(Problemas por resolver):
**1.** Transcribe del texto sobre las reminiscencias de Marcel el pasaje que va de "Lemniscata, sí, porque" a "escribir la novela.".
**2.** Traduce al inglés esta oración del texto sobre las reminiscencias de Marcel: "En busca de volver accesible ese conocimiento nacido de la intuición, decide comenzar a escribir la novela."

(Extracto de página):
__________________________________________________

Lemniscata, sí, porque la vida de Marcel se cuenta desde dos reminiscencias conectadas: una provocada por el sabor del té y la otra por la superficie de una baldosa. Viejo ya, al visitar el patio de los Germantes pisa un adoquín irregular, lo que le inspira la misma regresión eufórica provocada años atrás por la magdalena y la infusión: un desnivel en la baldosa le recuerda a las que llenaban la basílica de San Marcos en Venecia. Es entonces cuando Marcel comprende que la vida presenta ciertos momentos de lucidez que son ajenos a la noción de pasado y presente, lo que le permite palpar la naturaleza íntima de las cosas dentro de un plano uniforme. En busca de volver accesible ese conocimiento nacido de la intuición, decide comenzar a escribir la novela.

__________________________________________________

(Entradas guardadas):
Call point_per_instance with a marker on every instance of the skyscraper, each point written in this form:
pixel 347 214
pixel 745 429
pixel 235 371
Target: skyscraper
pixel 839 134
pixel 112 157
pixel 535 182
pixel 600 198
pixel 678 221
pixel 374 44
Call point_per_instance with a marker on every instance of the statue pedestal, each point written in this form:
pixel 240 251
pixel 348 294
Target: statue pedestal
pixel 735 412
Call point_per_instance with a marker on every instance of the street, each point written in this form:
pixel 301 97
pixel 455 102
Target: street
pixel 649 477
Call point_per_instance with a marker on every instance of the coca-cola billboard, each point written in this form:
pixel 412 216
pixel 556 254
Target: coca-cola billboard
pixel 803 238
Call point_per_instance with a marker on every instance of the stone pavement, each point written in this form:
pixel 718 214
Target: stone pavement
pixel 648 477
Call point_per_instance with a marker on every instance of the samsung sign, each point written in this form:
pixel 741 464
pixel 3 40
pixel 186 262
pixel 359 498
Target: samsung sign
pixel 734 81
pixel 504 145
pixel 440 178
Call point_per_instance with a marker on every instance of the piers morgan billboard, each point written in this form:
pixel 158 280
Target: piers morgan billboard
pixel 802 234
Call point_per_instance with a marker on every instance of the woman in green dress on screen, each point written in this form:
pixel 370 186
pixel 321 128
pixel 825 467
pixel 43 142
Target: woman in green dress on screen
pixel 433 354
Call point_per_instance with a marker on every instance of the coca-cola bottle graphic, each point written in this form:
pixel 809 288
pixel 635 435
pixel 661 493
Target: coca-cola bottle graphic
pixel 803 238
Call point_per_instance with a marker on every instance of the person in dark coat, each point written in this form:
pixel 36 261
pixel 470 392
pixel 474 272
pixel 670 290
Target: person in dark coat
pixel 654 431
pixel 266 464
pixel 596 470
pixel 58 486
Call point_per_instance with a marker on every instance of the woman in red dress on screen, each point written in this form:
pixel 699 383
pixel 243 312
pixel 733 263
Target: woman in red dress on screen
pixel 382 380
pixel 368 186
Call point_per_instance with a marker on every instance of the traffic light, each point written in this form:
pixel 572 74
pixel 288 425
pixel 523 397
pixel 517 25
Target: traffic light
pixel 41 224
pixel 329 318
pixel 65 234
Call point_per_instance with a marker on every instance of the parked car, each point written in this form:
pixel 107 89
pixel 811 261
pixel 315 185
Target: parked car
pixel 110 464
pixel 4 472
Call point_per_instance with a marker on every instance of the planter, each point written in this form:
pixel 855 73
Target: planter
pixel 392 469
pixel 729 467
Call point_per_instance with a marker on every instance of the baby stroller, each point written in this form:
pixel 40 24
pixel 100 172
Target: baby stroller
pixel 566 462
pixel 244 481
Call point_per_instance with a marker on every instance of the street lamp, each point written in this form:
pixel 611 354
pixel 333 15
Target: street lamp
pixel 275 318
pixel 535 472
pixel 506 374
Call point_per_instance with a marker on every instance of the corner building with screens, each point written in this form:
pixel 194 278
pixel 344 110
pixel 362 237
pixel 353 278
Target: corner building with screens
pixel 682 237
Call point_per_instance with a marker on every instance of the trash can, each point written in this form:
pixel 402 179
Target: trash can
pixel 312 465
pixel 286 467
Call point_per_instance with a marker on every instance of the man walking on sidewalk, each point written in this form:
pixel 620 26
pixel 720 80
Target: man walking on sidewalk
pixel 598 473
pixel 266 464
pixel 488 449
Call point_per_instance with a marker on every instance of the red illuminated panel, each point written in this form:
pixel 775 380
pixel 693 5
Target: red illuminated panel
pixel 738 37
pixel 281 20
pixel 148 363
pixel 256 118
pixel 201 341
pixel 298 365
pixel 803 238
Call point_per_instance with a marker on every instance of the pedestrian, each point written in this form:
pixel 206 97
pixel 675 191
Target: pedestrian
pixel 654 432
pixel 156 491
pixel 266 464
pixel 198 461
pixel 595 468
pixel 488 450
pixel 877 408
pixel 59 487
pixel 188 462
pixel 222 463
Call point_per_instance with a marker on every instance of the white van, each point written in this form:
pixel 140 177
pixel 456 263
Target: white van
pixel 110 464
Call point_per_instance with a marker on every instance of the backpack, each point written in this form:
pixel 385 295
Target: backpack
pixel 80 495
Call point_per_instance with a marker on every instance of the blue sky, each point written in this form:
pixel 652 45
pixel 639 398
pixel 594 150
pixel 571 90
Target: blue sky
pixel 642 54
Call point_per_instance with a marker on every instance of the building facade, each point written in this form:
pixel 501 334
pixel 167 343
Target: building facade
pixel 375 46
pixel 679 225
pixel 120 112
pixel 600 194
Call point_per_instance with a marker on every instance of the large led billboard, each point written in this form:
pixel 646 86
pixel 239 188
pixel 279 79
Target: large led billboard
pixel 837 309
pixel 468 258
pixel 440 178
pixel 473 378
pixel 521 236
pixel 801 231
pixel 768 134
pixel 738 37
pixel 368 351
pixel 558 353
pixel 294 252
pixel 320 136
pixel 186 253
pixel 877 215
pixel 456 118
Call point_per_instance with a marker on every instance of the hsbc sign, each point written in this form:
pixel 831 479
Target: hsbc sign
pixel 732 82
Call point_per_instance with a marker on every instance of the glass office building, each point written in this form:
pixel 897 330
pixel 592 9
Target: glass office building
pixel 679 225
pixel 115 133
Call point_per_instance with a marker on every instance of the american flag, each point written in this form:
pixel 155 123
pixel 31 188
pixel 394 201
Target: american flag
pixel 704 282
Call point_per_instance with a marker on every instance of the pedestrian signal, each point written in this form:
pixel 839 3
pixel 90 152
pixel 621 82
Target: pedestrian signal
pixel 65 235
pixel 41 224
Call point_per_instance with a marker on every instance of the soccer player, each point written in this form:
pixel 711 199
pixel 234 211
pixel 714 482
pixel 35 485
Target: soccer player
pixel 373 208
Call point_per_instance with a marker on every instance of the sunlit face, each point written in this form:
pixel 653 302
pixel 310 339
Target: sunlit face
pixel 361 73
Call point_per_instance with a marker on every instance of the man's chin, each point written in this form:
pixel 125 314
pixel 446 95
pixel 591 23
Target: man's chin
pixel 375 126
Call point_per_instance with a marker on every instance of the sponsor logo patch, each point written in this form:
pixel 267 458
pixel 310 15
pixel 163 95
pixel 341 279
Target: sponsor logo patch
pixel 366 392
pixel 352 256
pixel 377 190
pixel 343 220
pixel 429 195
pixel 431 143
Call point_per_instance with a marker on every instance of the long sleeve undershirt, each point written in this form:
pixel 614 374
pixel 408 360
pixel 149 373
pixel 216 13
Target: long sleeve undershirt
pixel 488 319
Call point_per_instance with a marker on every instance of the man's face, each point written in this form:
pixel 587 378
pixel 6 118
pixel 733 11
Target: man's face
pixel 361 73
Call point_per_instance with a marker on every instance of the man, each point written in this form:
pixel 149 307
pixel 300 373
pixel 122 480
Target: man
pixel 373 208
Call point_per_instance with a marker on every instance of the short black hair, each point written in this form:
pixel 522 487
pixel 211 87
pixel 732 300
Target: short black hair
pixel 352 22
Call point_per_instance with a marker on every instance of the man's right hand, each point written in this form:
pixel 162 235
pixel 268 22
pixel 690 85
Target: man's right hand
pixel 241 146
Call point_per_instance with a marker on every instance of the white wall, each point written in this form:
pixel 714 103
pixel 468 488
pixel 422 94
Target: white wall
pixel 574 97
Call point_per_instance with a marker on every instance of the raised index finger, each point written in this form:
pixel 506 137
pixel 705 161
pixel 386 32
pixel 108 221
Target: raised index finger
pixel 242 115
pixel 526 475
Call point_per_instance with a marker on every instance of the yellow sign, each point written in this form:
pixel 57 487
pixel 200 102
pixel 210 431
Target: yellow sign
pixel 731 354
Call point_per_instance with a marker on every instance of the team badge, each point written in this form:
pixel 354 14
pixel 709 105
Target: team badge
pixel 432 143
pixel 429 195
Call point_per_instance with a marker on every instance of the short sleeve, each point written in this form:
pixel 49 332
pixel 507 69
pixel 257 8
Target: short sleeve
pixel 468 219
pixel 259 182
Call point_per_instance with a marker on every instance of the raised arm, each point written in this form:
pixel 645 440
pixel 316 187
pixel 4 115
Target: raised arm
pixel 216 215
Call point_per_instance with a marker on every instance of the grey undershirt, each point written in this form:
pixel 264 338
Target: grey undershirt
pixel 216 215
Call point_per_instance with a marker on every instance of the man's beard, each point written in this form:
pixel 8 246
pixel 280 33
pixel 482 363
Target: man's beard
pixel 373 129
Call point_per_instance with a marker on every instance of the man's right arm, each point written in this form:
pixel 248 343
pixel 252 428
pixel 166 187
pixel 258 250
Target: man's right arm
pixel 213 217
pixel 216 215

__________________________________________________

(Resultados por tarea):
**1.**
Lemniscata, sí, porque la vida de Marcel se cuenta desde dos reminiscencias conectadas: una provocada por el sabor del té y la otra por la superficie de una baldosa. Viejo ya, al visitar el patio de los Germantes pisa un adoquín irregular, lo que le inspira la misma regresión eufórica provocada años atrás por la magdalena y la infusión: un desnivel en la baldosa le recuerda a las que llenaban la basílica de San Marcos en Venecia. Es entonces cuando Marcel comprende que la vida presenta ciertos momentos de lucidez que son ajenos a la noción de pasado y presente, lo que le permite palpar la naturaleza íntima de las cosas dentro de un plano uniforme. En busca de volver accesible ese conocimiento nacido de la intuición, decide comenzar a escribir la novela.

**2.** Seeking to make that knowledge born of intuition accessible, he decides to begin writing the novel.